• Task list
• a. According to the article on Tory ministers' travel spending, how much did the Treasury spend on rooms at Venice's Hotel Danieli in July 2021?
• b. Extend the article on Tory ministers' travel spending, starting after its final sentence.

• Text excerpt
TORY ministers are using taxpayers’ money to “live the high life” in five-star hotels while on overseas trips, Labour charged today.

The party’s analysis of government spending shows that in July 2021, the Treasury spent £3,217 on rooms at Venice’s five-star Hotel Danieli for then chancellor Rishi Sunak and other officials attending a G20 meeting. 

Tory Party chairman Greg Hands stayed in a £318-a-night five-star hotel in Germany when he was energy minister in July 2022, while travel and hotel costs for Alok Sharma’s 66 trips as president of the Cop26 climate summit left taxpayers to foot a whopping £220,817 bill. 

The details were uncovered through analysis of official figures and a string of parliamentary questions on the use of government procurement cards (GPCs), with Labour promising to publish a dossier on their use on Monday.

Deputy party leader Angela Rayner said: “As Conservative ministers once again reach into the pockets of taxpayers to dine out on five-star luxury lifestyles, families up and down the country are sick with anxiety about whether their pay cheque will cover the weekly shop.

“Britain is facing the worst cost-of-living crisis in decades and [Prime Minister] Rishi Sunak doesn’t seem to have noticed.

“Far from actually governing, Conservative ministers are living the high life and treating taxpayers like a cash machine.”

A Labour government would “get tough on waste, with an office of value for money upholding transparency and high standards for all public spending, including on government procurement cards,” she claimed.

• Provided material
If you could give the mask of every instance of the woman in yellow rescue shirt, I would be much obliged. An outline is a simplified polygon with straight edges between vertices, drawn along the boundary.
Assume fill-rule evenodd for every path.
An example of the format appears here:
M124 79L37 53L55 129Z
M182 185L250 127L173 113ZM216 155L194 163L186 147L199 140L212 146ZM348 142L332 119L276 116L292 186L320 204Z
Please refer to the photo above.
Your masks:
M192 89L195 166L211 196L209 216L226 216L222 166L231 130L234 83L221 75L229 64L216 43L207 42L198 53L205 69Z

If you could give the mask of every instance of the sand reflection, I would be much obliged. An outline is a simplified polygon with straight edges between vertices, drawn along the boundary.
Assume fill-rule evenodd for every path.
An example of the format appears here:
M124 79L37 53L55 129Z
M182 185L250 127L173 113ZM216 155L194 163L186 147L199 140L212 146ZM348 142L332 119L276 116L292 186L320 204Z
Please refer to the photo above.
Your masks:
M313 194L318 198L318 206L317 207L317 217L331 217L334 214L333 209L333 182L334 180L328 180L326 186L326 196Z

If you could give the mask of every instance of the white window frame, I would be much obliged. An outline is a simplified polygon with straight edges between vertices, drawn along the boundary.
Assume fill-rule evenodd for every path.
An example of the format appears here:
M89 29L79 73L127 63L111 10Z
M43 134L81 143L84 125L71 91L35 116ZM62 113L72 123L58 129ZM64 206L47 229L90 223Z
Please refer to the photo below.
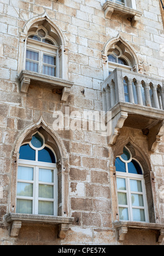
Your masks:
M55 58L55 65L52 66L49 65L48 63L45 63L46 66L51 66L55 68L55 77L58 77L58 60L57 58L58 56L58 48L55 45L51 45L45 43L42 43L40 42L38 42L37 40L28 38L27 44L26 47L26 52L27 50L30 50L33 52L38 53L38 61L32 61L33 62L38 63L38 73L43 75L46 75L43 73L43 66L44 64L43 62L43 55L48 55L51 56ZM26 60L25 60L25 66L26 63ZM30 59L28 60L31 61ZM31 71L31 72L33 72Z
M38 132L36 132L38 133L42 136L44 139L44 144L43 146L40 148L37 148L33 147L31 142L28 143L30 147L35 149L36 150L36 161L32 160L26 160L23 159L19 159L18 162L18 166L22 167L29 167L33 168L33 181L27 181L23 179L19 179L17 177L17 183L31 183L33 184L33 196L16 196L17 199L22 199L22 200L32 200L32 213L33 214L38 215L38 202L39 201L46 201L49 202L54 202L54 216L57 216L58 213L58 182L57 182L57 168L56 166L56 164L51 164L44 162L38 161L38 151L41 150L45 147L50 148L52 150L53 154L55 155L55 157L56 159L56 154L53 150L53 149L49 147L49 146L45 144L44 138L43 136L40 135ZM24 143L21 146L27 144L28 143ZM48 183L45 182L40 182L39 181L39 169L46 169L46 170L51 170L54 171L54 182L52 183ZM41 198L39 197L39 184L45 184L45 185L53 185L54 187L54 198L53 199L46 199L46 198ZM43 214L42 214L43 215Z
M129 151L128 150L128 151ZM131 154L131 153L130 153ZM133 208L136 209L143 209L144 210L144 214L145 214L145 222L139 221L139 222L143 222L143 223L149 223L149 212L148 212L148 201L147 201L147 191L145 188L145 180L144 178L143 174L136 174L133 173L130 173L128 172L128 166L127 164L128 162L131 162L131 161L133 159L139 165L142 173L143 173L143 168L138 162L136 159L134 159L132 158L131 154L131 158L128 161L125 161L122 158L119 156L118 158L119 158L120 159L125 163L126 166L126 172L116 172L116 178L124 178L125 179L126 182L126 190L118 190L117 189L118 193L126 193L127 195L127 205L121 205L118 204L118 207L122 207L122 208L127 208L128 209L128 220L126 220L125 221L131 221L133 222L133 212L132 210ZM133 179L135 181L141 181L142 183L142 192L134 192L131 191L131 187L130 187L130 179ZM132 204L132 200L131 200L131 194L136 194L137 195L143 195L143 203L144 206L133 206ZM124 220L121 220L121 221L124 221Z

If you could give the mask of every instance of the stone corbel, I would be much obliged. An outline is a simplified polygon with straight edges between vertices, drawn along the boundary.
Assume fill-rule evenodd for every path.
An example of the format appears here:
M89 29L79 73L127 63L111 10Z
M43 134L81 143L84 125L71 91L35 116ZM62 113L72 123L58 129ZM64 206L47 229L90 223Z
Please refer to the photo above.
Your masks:
M122 128L125 120L127 118L127 112L121 111L112 119L111 125L111 134L108 137L108 144L114 145L120 134L120 130Z
M161 243L163 241L163 238L164 238L164 229L161 229L160 230L160 235L158 237L158 242Z
M68 100L68 96L70 94L71 88L67 88L65 87L62 90L62 94L61 97L62 102L66 102Z
M150 129L148 135L149 150L156 151L159 143L164 135L164 121Z
M118 241L124 241L125 235L127 233L127 228L121 226L118 230Z
M140 16L137 15L133 16L131 21L131 25L132 27L136 27L138 22L139 21Z
M68 228L69 225L67 224L61 224L58 225L58 234L57 238L59 239L65 239Z
M104 12L105 18L110 19L111 16L114 12L114 8L112 7L108 7Z

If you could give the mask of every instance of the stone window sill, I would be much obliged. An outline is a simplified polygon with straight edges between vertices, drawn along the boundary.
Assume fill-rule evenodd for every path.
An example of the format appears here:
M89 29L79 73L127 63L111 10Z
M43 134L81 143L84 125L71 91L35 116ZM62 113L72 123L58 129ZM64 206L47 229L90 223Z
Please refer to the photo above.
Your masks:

• Answers to the tasks
• a. £3,217

• b.
While acknowledging that overseas travel is an essential part of many ministers’ jobs, the party insisted that the “most cost-effective option should be chosen.”

The analysis also uncovered evidence of large sums being spent on domestic travel.

Last May, then home secretary Priti Patel and an aide spent a total of £823 on just two return train tickets to Stoke-on-Trent to attend “urgent ministerial meetings,” despite it being a scheduled Cabinet away day. 

A senior Tory source said that Labour had “awkwardly forgotten” that GPCs had been introduced in 1997, when Tony Blair was prime minister.

“By 2010, Labour was spending almost £1 billion of taxpayers’ money on everything from dinners at Mr Chu’s Chinese restaurant to luxury five-star hotels,” the source said.

Despite evidence to the contrary, the source claimed that the Tories “swiftly stopped their absurd profligacy by cutting the number of cards and introducing a requirement for spending to be publicly declared.”